Work task –
In the records below, one line contains "Where can the green tree". Print that line and every line after it exactly, down to the final one.

(Saved entries)
################

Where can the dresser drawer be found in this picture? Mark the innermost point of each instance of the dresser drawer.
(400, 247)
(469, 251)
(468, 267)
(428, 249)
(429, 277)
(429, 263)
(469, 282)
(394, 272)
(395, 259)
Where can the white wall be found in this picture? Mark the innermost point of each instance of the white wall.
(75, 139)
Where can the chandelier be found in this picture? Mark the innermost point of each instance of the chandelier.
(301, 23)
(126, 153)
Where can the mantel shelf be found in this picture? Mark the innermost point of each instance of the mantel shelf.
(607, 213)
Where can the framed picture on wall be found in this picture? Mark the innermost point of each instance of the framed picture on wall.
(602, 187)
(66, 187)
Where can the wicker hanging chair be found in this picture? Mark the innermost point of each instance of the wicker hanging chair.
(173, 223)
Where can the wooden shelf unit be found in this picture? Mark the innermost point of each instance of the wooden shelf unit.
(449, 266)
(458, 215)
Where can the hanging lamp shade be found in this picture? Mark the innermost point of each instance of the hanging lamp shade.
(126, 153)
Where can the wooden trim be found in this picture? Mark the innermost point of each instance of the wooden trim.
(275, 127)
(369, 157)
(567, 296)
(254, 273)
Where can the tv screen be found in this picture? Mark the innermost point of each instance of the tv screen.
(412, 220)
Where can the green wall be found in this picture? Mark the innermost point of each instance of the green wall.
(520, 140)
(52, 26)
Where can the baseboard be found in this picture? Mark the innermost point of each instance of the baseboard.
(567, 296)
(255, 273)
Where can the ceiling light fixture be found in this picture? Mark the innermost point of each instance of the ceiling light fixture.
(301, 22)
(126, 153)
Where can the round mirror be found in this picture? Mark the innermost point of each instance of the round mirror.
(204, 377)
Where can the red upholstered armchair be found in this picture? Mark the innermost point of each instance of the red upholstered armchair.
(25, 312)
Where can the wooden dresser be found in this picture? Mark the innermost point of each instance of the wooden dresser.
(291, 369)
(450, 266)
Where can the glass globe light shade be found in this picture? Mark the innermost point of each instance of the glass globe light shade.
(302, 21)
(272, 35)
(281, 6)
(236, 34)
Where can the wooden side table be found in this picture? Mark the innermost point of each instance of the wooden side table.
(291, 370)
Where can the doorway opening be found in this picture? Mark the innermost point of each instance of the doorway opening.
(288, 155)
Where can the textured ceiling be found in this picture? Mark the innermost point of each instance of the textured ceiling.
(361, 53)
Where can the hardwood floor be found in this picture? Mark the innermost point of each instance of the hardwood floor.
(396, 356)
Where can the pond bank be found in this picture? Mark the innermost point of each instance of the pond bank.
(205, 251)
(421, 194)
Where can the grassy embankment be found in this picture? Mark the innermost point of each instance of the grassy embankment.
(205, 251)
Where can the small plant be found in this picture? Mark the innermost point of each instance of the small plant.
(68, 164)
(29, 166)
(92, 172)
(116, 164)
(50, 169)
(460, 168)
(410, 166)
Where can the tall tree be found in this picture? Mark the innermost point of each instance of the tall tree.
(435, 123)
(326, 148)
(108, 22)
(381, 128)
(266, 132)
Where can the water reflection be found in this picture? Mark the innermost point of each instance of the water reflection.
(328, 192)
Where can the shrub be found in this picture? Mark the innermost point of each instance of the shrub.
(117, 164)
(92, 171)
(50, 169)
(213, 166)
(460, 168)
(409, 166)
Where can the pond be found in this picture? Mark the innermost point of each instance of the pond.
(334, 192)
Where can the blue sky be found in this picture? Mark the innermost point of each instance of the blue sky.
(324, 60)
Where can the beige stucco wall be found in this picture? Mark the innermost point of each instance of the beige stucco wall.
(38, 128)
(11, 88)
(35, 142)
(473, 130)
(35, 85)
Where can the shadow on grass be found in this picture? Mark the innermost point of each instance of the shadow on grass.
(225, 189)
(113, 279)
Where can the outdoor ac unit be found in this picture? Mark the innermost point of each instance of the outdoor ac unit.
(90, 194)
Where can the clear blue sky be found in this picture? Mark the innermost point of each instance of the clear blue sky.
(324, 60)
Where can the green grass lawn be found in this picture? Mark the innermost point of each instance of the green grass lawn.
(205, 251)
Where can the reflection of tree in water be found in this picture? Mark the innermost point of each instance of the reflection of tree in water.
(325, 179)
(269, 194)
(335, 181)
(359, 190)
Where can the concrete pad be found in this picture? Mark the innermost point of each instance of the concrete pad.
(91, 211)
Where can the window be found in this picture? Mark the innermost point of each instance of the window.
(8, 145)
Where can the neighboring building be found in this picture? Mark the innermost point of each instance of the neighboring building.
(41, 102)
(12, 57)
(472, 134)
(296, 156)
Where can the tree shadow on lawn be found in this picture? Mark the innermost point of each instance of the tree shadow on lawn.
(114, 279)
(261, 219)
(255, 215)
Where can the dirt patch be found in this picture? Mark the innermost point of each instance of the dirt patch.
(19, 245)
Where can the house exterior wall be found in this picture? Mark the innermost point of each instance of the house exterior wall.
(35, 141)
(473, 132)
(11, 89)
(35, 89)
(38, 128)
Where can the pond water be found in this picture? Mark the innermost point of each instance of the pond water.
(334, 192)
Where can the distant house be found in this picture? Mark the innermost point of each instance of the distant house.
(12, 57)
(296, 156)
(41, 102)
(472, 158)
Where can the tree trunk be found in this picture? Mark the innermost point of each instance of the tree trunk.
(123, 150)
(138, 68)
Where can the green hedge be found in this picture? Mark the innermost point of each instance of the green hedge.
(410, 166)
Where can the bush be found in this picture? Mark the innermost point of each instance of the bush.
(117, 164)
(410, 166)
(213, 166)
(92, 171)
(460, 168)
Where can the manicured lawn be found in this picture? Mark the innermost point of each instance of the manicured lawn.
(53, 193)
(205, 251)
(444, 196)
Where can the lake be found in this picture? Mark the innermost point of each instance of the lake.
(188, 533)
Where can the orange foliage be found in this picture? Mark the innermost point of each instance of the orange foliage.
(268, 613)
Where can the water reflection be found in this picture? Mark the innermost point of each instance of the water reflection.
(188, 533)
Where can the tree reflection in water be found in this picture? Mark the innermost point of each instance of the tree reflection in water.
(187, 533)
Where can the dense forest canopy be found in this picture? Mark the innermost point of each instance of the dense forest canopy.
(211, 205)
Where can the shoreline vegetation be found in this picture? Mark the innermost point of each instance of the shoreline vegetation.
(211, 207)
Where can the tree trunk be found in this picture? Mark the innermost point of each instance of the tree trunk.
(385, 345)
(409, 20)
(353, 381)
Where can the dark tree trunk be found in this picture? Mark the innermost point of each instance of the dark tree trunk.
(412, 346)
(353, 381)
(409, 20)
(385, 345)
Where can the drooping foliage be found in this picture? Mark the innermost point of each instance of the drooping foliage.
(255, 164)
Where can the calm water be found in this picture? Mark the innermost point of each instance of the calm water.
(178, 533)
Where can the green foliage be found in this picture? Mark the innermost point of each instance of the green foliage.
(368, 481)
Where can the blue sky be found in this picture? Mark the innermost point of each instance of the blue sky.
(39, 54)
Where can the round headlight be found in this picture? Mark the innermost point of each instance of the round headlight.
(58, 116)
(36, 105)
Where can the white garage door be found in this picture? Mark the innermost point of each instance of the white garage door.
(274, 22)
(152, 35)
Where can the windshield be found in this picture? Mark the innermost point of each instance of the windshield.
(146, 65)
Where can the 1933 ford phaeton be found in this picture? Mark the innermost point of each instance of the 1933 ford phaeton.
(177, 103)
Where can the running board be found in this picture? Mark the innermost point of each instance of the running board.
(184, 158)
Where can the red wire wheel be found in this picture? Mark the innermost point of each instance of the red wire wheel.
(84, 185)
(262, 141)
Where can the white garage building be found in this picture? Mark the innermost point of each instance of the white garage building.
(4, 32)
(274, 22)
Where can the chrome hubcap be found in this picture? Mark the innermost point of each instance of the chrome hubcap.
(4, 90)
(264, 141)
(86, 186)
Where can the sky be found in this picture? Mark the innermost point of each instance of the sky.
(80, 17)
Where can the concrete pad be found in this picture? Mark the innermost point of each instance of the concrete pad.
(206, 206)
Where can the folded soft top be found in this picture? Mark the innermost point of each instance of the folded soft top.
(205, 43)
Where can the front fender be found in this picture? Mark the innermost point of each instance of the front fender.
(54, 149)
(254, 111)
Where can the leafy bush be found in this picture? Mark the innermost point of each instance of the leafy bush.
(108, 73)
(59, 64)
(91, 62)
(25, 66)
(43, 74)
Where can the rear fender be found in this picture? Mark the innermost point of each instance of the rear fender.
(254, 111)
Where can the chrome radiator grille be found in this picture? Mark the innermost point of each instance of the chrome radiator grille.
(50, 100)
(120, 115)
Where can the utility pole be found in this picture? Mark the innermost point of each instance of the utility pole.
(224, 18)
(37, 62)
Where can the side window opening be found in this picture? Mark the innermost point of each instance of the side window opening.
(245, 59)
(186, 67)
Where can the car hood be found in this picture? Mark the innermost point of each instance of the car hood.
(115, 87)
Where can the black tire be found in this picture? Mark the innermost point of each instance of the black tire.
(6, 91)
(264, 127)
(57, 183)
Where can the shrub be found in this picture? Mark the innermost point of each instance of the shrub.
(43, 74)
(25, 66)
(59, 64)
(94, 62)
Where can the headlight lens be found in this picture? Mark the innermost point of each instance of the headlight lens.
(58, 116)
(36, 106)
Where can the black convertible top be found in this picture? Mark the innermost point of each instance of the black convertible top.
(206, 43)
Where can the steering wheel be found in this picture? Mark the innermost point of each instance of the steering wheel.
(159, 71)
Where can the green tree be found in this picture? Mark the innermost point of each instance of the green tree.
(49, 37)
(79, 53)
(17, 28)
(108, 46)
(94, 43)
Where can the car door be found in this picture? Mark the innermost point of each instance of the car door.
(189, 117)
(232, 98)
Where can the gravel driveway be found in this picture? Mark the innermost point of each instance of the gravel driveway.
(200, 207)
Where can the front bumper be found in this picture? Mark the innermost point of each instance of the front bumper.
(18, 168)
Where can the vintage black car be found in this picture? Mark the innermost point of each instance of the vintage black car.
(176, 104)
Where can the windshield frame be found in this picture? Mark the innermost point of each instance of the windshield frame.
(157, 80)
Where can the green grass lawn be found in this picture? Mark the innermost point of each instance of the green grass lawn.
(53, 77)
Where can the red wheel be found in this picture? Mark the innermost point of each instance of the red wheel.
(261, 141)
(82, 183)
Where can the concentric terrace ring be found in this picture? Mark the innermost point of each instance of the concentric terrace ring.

################

Response –
Where can the green tree be found in this picture? Mark the innermost point of each instance of the green tree.
(49, 37)
(79, 53)
(17, 28)
(108, 46)
(94, 43)
Where can the car door be found in this picture? Mark the innermost point of each instance of the car door.
(189, 117)
(232, 98)
Where can the gravel driveway be found in this picture? Mark the innermost point of each instance of the gravel driveway.
(200, 207)
Where can the front bumper be found in this picture? Mark the innermost point of each instance of the front bumper.
(18, 168)
Where can the vintage black car be found in this picture? Mark the innermost point of each instance of the vintage black car.
(176, 104)
Where can the windshield frame be found in this picture? Mark the innermost point of each instance of the windshield frame.
(157, 80)
Where can the green grass lawn be found in this picture? Mark the innermost point of each instance of the green grass lawn.
(53, 77)
Where can the red wheel be found in this picture? Mark the innermost point of each instance of the red wheel.
(261, 141)
(82, 183)
Where can the concentric terrace ring be found in this picture? Mark the innermost point of each instance of the concentric terrace ring.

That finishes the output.